Assignment:
Scan the entries for the word "like", and copy every line where it appears.

Stored dataset items
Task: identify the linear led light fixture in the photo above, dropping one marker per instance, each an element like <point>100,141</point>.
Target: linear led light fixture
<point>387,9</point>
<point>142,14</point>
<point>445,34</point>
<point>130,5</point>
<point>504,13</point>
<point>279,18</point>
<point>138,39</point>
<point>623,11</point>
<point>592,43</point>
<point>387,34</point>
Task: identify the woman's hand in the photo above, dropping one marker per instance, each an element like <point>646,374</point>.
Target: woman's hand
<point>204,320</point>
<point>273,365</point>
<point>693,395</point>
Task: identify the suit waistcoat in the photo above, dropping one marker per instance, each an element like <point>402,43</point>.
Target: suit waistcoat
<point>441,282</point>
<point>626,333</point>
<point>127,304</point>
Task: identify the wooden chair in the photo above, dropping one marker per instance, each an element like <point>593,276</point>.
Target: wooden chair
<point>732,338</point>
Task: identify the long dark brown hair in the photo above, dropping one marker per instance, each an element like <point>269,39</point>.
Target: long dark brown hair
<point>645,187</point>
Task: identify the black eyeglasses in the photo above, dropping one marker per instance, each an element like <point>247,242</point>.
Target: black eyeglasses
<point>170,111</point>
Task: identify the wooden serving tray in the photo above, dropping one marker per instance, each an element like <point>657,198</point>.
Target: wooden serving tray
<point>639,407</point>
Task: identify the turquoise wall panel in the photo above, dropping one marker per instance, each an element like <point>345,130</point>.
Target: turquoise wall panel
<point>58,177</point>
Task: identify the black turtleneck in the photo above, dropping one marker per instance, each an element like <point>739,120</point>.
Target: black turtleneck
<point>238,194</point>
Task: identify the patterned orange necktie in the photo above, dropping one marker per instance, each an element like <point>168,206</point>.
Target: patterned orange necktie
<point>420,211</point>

Output for this exercise:
Task: identify the linear led light fixture in the photo above, dropping one marker per instance, each an element like <point>100,141</point>.
Task: identify the woman's hand in the photo above, dropping one marker per instance, each an element like <point>646,374</point>.
Task: identify the suit waistcoat in the photo above, dropping one marker per instance, each an element like <point>402,43</point>.
Task: identify the wooden chair in the photo above, dropping one marker per instance, each an element like <point>593,276</point>.
Task: identify the long dark brown hair in the photo above, dropping one marker per instance, each an element like <point>269,39</point>.
Task: identify the black eyeglasses in the photo above, dropping one marker per instance, each an element like <point>247,242</point>.
Task: identify the wooden serving tray in the photo above, dropping one marker per instance, each an element like <point>657,198</point>.
Task: identify the turquoise wall panel in the photo above, dropping one marker per instance, each an element like <point>345,130</point>.
Task: identify the black turtleneck in the photo above, dropping one marker per instance, each an element like <point>739,120</point>.
Task: identify the patterned orange necktie in the photo above, dropping one marker per instance, each an element like <point>168,206</point>.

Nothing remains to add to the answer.